== Excerpted passage

Change is never easy. In fact, sometimes it can be downright hard. But change is also essential if you want to grow, to get faster and better.
When we launched CIRM 2.0 we set out to produce a better, faster, more effective and efficient way to deliver stem cell therapies to patients with unmet medical needs. Yesterday we got a chance to see how those changes are starting to play out. And it was very encouraging.
Our Grants Working Group (GWG – we love our acronyms at CIRM. See!) is the independent panel of experts that we bring in to review all the applications for agency funding. They come from all over the US, except California, and Monday was the first chance they got to meet in person and vote on our new 2.0 applications.
The day began with a really in-depth look at how 2.0 works and how it differs quite dramatically from the old system. One of the things that always impresses me about the GWG is the extraordinary quality of the questions they ask and the level of detail they want to help them make the best possible decisions. While we would never divulge any applicant’s confidential or proprietary information, we were able to hold much of the meeting in open session – furthering our commitment to transparency.
I think Sen. Art Torres, the Vice Chair and a Patient Advocate member of our governing Board, summed it up best in a note that he sent to the CIRM Team following the meeting:
“Yesterday was a historic day for CIRM. It was one of the best meetings I have attended and gave me renewed confidence in speaking to the public of how we continue to be responsible stewards of the taxpayers’ dollars while at the same time keeping patients as our number one priority.
I cannot speak for all the patient advocates but I think they were all impressed with the candor and meaningful dialogue that took place.

====

Exercise: Carry the post about the first CIRM 2.0 Grants Working Group meeting forward from its final sentence. These records come from a different source than the text.

== Information given

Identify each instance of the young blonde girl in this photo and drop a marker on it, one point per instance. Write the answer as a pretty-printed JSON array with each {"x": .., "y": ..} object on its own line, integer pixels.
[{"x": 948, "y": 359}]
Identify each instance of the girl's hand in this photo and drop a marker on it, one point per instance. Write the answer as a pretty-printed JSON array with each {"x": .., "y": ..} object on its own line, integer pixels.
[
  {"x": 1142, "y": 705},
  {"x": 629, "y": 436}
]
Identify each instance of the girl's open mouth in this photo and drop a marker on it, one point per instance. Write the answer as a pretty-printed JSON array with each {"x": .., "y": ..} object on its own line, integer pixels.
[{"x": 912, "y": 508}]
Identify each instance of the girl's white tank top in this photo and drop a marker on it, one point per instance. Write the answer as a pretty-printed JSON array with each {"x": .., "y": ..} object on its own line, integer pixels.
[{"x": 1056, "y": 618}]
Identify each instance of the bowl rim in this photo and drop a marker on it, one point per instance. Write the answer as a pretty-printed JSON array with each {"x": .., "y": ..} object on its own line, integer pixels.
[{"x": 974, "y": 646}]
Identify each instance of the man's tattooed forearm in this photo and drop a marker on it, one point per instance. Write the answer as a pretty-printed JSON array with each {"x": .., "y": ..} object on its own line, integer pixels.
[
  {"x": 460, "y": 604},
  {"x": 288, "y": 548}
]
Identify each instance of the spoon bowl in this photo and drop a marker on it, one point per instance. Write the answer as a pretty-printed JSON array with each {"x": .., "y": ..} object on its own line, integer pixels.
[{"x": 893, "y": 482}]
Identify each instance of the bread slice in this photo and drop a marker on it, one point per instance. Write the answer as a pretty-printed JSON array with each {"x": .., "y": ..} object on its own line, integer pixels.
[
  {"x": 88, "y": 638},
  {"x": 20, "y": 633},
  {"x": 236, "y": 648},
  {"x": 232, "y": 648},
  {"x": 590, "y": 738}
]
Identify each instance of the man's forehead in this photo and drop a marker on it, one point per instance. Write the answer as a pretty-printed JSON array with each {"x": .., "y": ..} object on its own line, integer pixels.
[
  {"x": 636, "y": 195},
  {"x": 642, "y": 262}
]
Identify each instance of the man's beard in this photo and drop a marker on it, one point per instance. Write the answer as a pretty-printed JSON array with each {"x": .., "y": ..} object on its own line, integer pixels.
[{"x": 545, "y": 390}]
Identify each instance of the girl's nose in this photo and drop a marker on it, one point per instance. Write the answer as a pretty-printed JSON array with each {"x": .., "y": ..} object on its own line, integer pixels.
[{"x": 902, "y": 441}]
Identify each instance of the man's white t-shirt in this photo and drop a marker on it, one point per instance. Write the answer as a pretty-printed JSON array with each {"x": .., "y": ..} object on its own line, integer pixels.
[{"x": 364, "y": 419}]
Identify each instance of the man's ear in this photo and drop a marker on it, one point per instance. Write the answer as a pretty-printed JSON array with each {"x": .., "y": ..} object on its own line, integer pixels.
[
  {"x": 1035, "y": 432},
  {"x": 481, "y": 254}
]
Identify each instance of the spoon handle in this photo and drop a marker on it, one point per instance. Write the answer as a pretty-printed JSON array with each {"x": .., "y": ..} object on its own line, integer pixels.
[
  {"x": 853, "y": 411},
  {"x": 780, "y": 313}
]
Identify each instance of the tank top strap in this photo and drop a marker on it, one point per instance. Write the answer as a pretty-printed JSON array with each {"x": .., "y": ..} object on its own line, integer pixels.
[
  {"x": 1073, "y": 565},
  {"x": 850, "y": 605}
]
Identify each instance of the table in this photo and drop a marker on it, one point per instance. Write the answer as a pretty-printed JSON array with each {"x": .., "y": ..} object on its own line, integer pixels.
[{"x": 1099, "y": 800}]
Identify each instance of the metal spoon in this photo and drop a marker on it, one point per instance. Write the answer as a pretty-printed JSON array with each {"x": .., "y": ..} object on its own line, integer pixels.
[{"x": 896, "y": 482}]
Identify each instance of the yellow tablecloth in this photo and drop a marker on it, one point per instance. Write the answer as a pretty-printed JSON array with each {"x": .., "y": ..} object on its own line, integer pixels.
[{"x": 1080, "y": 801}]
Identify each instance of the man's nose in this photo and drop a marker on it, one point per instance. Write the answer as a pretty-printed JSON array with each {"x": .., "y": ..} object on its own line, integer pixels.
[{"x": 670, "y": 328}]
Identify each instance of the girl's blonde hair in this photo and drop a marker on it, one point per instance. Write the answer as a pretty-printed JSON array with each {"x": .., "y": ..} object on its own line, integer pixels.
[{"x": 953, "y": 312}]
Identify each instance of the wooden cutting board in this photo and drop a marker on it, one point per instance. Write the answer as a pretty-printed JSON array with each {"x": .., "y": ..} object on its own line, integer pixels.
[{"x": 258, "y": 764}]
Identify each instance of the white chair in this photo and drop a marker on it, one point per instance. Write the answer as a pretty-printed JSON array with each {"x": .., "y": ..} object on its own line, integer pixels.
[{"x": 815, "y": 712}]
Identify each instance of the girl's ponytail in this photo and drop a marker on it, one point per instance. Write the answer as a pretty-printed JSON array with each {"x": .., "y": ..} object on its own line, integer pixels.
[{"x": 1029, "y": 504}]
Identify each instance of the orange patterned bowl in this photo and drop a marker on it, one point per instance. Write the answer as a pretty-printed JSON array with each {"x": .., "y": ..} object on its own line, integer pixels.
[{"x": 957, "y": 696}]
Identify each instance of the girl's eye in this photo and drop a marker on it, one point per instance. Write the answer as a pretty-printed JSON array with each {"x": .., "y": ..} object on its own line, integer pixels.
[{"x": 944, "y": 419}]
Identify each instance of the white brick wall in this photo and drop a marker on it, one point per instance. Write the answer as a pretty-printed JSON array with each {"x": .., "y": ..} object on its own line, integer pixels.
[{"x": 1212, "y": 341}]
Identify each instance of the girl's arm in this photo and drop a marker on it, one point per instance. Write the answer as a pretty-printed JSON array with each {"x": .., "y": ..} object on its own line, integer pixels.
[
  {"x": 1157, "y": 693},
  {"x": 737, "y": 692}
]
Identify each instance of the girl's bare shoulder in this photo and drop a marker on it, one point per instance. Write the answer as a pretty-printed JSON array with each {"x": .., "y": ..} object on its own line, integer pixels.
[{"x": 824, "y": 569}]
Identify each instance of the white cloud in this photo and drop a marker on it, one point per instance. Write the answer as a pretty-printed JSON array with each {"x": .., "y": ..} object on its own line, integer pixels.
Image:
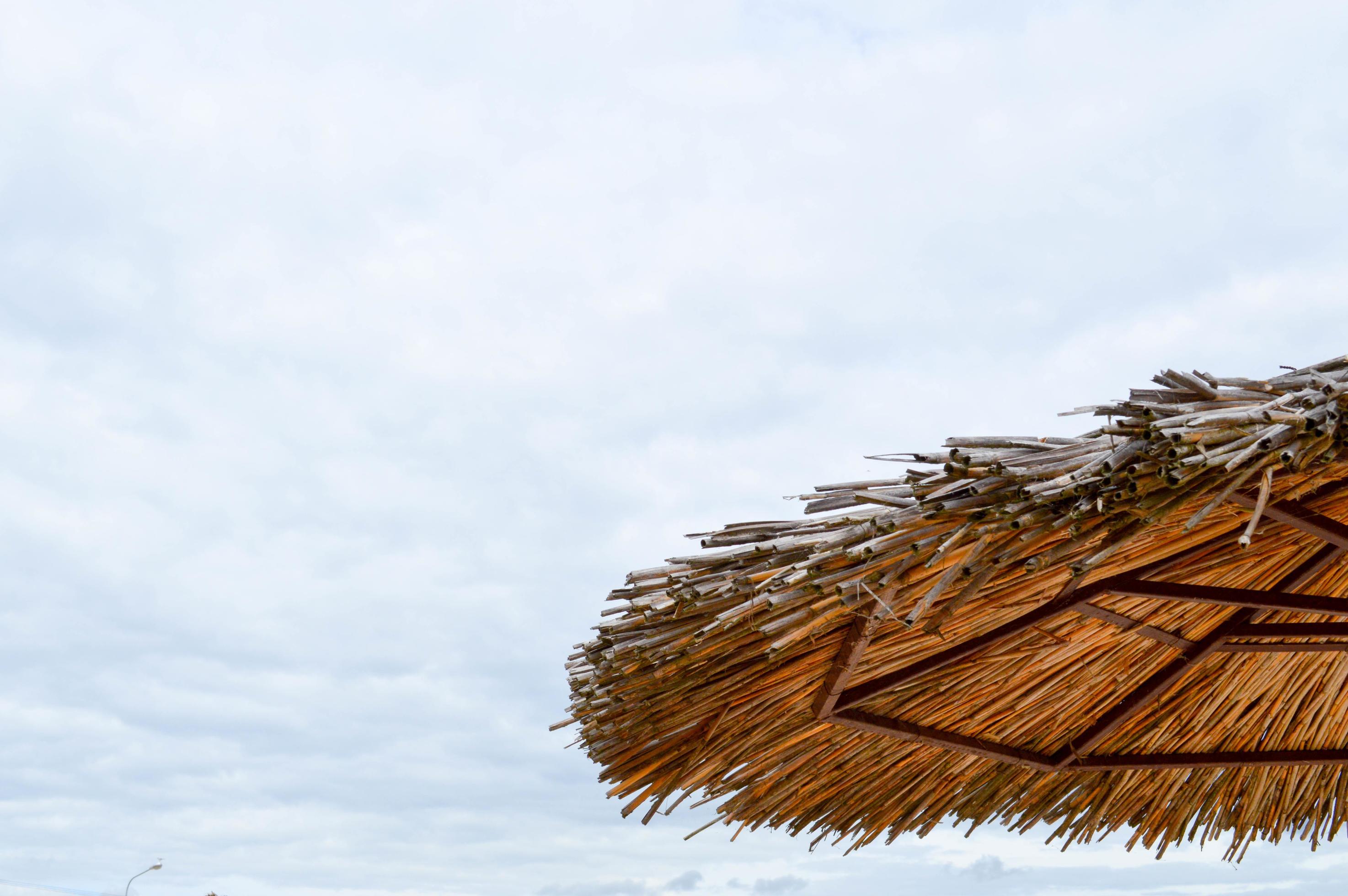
[{"x": 348, "y": 355}]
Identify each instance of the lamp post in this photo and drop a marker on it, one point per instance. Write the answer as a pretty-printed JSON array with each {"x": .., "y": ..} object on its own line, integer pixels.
[{"x": 158, "y": 864}]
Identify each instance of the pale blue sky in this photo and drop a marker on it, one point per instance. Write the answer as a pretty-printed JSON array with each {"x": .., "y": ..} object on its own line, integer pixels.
[{"x": 350, "y": 353}]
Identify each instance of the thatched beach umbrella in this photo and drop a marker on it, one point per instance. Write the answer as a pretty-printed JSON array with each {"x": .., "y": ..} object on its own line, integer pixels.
[{"x": 1138, "y": 627}]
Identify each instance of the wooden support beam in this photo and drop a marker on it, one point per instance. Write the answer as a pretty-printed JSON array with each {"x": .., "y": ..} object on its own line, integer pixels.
[
  {"x": 1211, "y": 760},
  {"x": 1272, "y": 600},
  {"x": 850, "y": 654},
  {"x": 1300, "y": 517},
  {"x": 1321, "y": 647},
  {"x": 935, "y": 737},
  {"x": 1164, "y": 678},
  {"x": 1292, "y": 629}
]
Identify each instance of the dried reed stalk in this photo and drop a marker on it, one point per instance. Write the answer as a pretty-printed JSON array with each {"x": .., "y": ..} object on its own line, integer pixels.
[{"x": 701, "y": 678}]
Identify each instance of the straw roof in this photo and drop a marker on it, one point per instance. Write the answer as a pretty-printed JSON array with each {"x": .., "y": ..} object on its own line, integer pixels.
[{"x": 1141, "y": 627}]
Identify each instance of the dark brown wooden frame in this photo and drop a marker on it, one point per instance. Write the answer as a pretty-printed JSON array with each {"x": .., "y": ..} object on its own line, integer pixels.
[{"x": 836, "y": 703}]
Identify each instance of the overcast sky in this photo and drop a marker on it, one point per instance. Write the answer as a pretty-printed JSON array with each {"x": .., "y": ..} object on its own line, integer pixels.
[{"x": 350, "y": 353}]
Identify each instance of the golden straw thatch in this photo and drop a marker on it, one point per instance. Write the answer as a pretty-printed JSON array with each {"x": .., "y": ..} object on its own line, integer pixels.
[{"x": 1139, "y": 627}]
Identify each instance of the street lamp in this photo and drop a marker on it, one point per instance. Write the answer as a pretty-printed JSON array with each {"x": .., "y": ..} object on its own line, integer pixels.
[{"x": 158, "y": 864}]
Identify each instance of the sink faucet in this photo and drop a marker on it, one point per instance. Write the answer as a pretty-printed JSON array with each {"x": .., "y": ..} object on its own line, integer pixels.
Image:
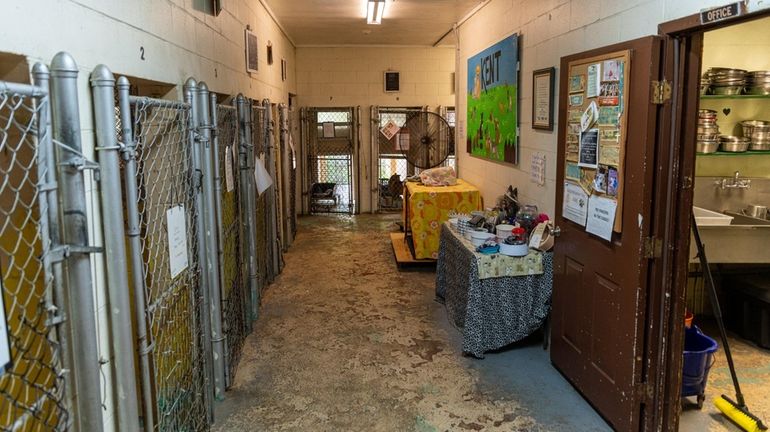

====

Response to the exercise:
It also gave the GWG members time to bond in a very welcoming setting to express their ideas and their commitments. I do not recall ever having a session with GWG members where they shared their personal views other than their reviews of a proposed grant. It was revealing about how we can work more closely together with our common bonds.”
The results of the review of the first two applications under CIRM 2.0 will go to the Board for a vote on May 21, but the more important outcome will be the long-term benefit to the way we work. The in-person meeting helped the members of the GWG really understand how the changes to the way they work will speed up our ability to fund the most promising science.
This is all new, so it’s likely we’ll hit some bumps along the way. And as we roll out our new versions of 2.0 that cover funding Discovery (or basic) and Translational research later this year we’ll probably have more adjustments to make. You can’t change this much this fast and not run into problems.
But as the meeting yesterday showed so clearly, with the right team behind you even the biggest changes can be taken in stride.